PROVIDED TEXT:

[BEGIN]

2007-11-24 Thread Robin H. Johnson
Following up from initial conversation with benh in #ppc64, I did a bit
of testing (and then a bit more).

Two PCIe cards for my testing:
a) sata_sil24 eSATA (x86 BIOS)
b) ATI X700 graphics (x86 BIOS)

I put the card into an amd64 box, found the relevant 'rom' node ($ROM) under
/sys/device/pci*, and dumped it as follows:
# echo 1$ROM
# cat $ROM /tmp/dump
# echo 0$ROM
On amd64, this produced the ROM for the cards fine (contained
recognizable strings).

I then repeated the same on my G5 (PM11,2), while the $ROM files have a
non-zero size in sysfs (that corresponds to the size shown by lspci
-vv), reading them always results in a 0-byte output.

[END]

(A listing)
[BEGIN]

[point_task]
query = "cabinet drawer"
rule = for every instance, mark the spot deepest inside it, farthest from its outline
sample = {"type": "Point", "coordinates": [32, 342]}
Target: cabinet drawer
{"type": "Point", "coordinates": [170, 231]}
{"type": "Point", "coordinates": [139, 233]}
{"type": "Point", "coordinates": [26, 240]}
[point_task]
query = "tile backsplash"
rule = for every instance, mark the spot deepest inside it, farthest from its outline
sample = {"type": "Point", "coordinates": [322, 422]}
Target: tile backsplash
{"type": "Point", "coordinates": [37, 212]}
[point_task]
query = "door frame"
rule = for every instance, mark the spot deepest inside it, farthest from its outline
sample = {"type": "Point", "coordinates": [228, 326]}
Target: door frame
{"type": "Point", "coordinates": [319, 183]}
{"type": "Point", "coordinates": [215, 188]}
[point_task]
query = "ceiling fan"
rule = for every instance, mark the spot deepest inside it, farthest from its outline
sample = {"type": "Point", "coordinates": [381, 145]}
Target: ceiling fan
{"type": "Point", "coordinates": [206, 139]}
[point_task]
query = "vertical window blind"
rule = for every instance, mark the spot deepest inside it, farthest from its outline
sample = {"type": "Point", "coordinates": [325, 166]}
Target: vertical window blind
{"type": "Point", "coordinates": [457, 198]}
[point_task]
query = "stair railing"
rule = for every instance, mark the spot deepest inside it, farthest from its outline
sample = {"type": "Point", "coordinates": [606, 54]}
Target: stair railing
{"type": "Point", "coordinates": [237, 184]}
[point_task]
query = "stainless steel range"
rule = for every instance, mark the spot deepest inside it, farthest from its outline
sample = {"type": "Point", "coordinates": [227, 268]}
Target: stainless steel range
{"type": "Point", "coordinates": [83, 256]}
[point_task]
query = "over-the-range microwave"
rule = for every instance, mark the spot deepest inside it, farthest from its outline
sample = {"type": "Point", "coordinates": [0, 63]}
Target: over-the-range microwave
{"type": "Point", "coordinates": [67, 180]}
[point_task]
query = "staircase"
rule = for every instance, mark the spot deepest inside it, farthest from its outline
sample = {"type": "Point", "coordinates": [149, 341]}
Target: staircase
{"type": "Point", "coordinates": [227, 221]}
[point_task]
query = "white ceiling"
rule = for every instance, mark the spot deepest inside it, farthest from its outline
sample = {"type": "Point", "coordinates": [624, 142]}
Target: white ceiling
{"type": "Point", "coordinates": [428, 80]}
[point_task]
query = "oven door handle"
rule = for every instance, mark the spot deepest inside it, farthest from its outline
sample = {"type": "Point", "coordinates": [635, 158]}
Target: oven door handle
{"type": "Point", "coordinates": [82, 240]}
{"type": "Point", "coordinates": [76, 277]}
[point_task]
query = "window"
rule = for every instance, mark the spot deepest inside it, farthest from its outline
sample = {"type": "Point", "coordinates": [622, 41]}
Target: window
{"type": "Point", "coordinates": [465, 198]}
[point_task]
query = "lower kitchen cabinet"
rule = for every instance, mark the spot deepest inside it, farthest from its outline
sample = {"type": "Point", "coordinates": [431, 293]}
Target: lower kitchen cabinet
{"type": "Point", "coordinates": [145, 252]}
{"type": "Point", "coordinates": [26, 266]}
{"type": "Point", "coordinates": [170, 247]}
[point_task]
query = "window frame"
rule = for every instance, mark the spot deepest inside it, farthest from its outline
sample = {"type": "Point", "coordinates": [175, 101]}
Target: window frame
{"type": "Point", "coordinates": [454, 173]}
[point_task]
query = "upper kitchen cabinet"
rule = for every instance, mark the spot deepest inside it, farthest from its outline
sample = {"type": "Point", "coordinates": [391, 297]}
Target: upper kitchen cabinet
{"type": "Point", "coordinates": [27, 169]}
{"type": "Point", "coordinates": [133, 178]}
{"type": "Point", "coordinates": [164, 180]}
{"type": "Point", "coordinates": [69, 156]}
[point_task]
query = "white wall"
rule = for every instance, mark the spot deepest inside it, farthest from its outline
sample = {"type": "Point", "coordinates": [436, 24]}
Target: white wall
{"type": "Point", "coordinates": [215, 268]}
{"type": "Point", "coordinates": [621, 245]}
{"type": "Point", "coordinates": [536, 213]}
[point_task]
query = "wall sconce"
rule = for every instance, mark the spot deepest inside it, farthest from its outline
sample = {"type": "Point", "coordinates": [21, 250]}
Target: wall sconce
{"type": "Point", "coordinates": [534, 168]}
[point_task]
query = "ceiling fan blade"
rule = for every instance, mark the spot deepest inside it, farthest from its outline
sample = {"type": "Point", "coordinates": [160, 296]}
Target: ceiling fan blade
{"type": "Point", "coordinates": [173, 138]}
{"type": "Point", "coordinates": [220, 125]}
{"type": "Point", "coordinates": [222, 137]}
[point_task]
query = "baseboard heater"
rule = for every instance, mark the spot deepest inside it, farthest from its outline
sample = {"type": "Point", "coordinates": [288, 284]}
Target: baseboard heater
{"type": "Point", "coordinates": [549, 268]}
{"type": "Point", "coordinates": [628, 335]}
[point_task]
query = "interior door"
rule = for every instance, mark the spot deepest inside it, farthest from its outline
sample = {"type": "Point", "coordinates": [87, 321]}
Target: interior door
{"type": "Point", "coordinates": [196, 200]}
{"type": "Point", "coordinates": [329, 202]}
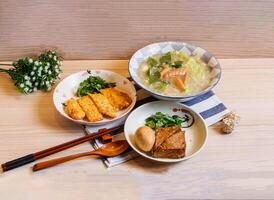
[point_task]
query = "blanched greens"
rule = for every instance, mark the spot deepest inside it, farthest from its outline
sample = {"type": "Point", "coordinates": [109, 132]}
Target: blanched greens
{"type": "Point", "coordinates": [160, 119]}
{"type": "Point", "coordinates": [93, 84]}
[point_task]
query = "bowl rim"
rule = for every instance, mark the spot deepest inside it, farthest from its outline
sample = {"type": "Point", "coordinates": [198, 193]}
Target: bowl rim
{"type": "Point", "coordinates": [167, 160]}
{"type": "Point", "coordinates": [171, 96]}
{"type": "Point", "coordinates": [134, 99]}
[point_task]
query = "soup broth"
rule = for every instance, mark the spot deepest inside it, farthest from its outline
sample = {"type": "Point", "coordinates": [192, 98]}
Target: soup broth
{"type": "Point", "coordinates": [175, 74]}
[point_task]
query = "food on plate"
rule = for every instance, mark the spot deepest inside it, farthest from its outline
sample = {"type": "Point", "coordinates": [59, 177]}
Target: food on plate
{"type": "Point", "coordinates": [93, 84]}
{"type": "Point", "coordinates": [169, 143]}
{"type": "Point", "coordinates": [103, 105]}
{"type": "Point", "coordinates": [145, 138]}
{"type": "Point", "coordinates": [92, 113]}
{"type": "Point", "coordinates": [98, 99]}
{"type": "Point", "coordinates": [162, 136]}
{"type": "Point", "coordinates": [74, 110]}
{"type": "Point", "coordinates": [175, 73]}
{"type": "Point", "coordinates": [160, 119]}
{"type": "Point", "coordinates": [118, 99]}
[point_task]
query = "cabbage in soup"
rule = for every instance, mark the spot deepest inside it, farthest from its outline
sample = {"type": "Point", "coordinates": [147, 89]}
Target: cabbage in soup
{"type": "Point", "coordinates": [175, 73]}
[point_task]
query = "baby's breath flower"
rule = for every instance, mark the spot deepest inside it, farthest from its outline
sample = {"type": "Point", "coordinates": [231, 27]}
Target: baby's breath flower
{"type": "Point", "coordinates": [26, 89]}
{"type": "Point", "coordinates": [31, 74]}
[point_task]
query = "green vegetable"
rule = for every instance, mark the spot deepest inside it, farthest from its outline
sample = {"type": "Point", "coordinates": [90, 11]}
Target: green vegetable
{"type": "Point", "coordinates": [160, 119]}
{"type": "Point", "coordinates": [93, 84]}
{"type": "Point", "coordinates": [153, 74]}
{"type": "Point", "coordinates": [165, 59]}
{"type": "Point", "coordinates": [152, 62]}
{"type": "Point", "coordinates": [32, 74]}
{"type": "Point", "coordinates": [161, 86]}
{"type": "Point", "coordinates": [177, 64]}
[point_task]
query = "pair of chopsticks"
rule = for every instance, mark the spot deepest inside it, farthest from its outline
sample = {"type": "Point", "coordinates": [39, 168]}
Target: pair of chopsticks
{"type": "Point", "coordinates": [41, 154]}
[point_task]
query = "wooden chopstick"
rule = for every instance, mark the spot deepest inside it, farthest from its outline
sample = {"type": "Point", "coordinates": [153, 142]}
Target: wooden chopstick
{"type": "Point", "coordinates": [41, 154]}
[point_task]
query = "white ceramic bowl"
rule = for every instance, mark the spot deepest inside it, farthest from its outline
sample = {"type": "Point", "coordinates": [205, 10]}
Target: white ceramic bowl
{"type": "Point", "coordinates": [195, 136]}
{"type": "Point", "coordinates": [67, 88]}
{"type": "Point", "coordinates": [142, 54]}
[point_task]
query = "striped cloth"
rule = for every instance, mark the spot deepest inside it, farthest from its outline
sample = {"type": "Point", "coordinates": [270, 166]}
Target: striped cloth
{"type": "Point", "coordinates": [208, 105]}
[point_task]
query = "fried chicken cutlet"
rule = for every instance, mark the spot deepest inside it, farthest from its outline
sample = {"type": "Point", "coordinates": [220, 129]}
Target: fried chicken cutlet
{"type": "Point", "coordinates": [91, 111]}
{"type": "Point", "coordinates": [117, 98]}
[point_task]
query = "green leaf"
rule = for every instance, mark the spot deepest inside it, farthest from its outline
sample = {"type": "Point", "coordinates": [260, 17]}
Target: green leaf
{"type": "Point", "coordinates": [153, 75]}
{"type": "Point", "coordinates": [177, 64]}
{"type": "Point", "coordinates": [159, 120]}
{"type": "Point", "coordinates": [93, 84]}
{"type": "Point", "coordinates": [166, 58]}
{"type": "Point", "coordinates": [152, 62]}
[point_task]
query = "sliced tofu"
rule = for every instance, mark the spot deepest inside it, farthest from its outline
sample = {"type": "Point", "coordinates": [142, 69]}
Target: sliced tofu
{"type": "Point", "coordinates": [91, 111]}
{"type": "Point", "coordinates": [117, 98]}
{"type": "Point", "coordinates": [103, 105]}
{"type": "Point", "coordinates": [73, 109]}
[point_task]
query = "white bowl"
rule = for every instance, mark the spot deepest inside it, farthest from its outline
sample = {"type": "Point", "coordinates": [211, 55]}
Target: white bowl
{"type": "Point", "coordinates": [195, 136]}
{"type": "Point", "coordinates": [67, 88]}
{"type": "Point", "coordinates": [142, 54]}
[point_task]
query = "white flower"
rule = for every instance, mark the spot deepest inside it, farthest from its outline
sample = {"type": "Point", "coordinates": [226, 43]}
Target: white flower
{"type": "Point", "coordinates": [28, 83]}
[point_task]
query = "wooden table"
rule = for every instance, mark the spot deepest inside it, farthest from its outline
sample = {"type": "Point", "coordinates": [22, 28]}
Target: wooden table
{"type": "Point", "coordinates": [239, 165]}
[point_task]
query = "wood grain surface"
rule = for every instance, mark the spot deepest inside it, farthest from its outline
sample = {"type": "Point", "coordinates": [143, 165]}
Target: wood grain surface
{"type": "Point", "coordinates": [114, 29]}
{"type": "Point", "coordinates": [235, 166]}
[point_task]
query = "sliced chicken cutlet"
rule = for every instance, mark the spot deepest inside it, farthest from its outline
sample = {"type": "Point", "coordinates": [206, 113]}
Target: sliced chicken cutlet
{"type": "Point", "coordinates": [117, 98]}
{"type": "Point", "coordinates": [73, 109]}
{"type": "Point", "coordinates": [103, 105]}
{"type": "Point", "coordinates": [91, 111]}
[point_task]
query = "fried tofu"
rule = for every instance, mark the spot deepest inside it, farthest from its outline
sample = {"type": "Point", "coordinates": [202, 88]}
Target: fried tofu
{"type": "Point", "coordinates": [169, 143]}
{"type": "Point", "coordinates": [73, 109]}
{"type": "Point", "coordinates": [91, 111]}
{"type": "Point", "coordinates": [103, 105]}
{"type": "Point", "coordinates": [117, 98]}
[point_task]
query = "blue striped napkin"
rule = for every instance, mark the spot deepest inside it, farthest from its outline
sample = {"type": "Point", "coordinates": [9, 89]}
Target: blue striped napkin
{"type": "Point", "coordinates": [208, 105]}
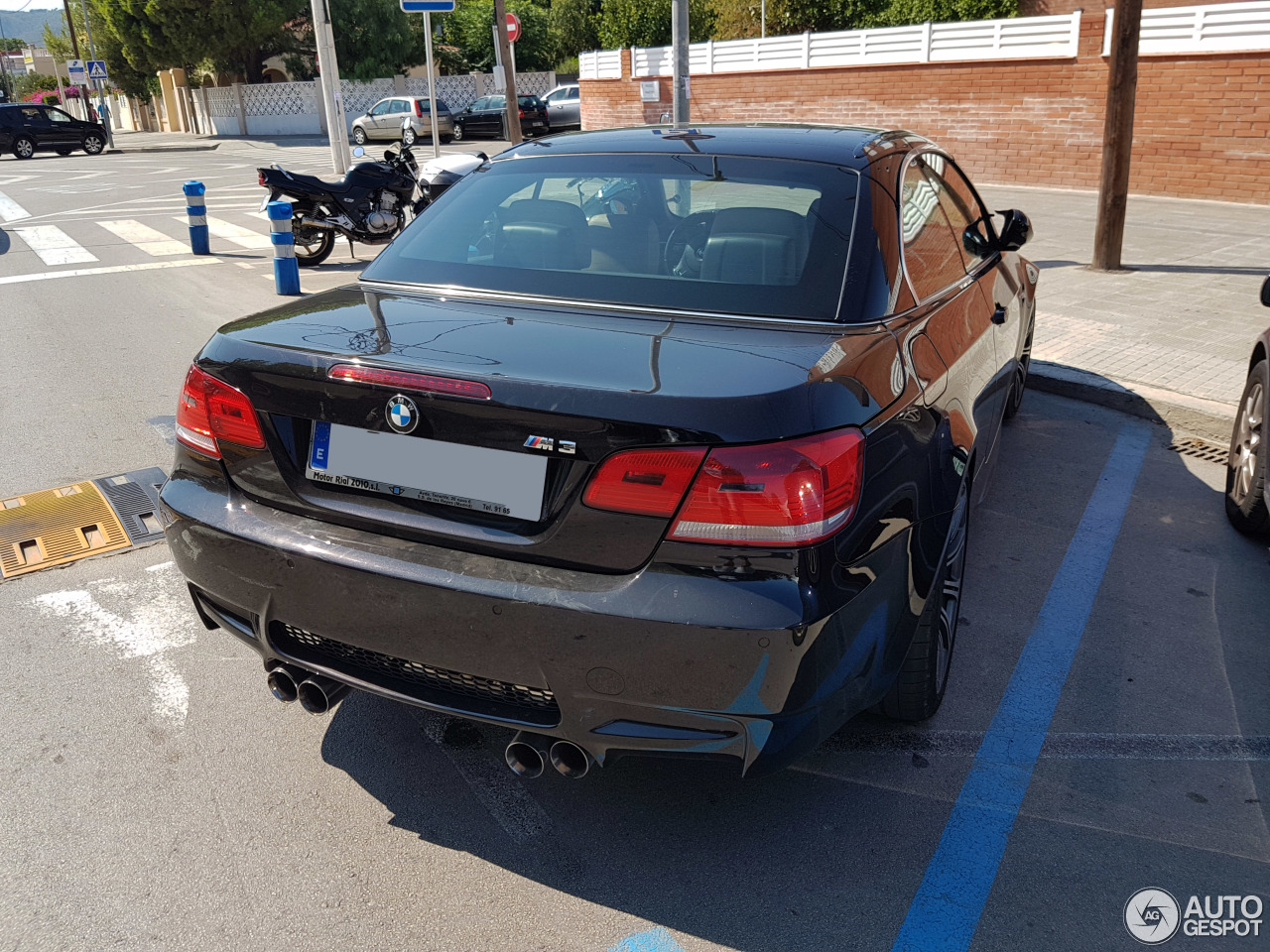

[END]

STATED TASK 1:
From the post about dumping PCIe card ROMs, quote the passage that begins at the words "2007-11-24 Thread Robin" and stops after the words "eSATA (x86 BIOS)".
STATED TASK 2:
Continue the post about dumping PCIe card ROMs from where it stops.

EXPECTED ANSWER 1:
2007-11-24 Thread Robin H. Johnson
Following up from initial conversation with benh in #ppc64, I did a bit
of testing (and then a bit more).

Two PCIe cards for my testing:
a) sata_sil24 eSATA (x86 BIOS)

EXPECTED ANSWER 2:
Is the PPC kernel broken? Does something in the PPC architecture forbid
this? Instructions to muck with PCI code welcome.

This was under 2.6.24_rc3-git1, kernel .config available if needed.

Why am I trying to access the PCI ROM? To make my newer X1900 card work
under at least one of the newer (ati,radeonhd,avivo) drivers, that all
try to access the ATI AtomBIOS for varying data.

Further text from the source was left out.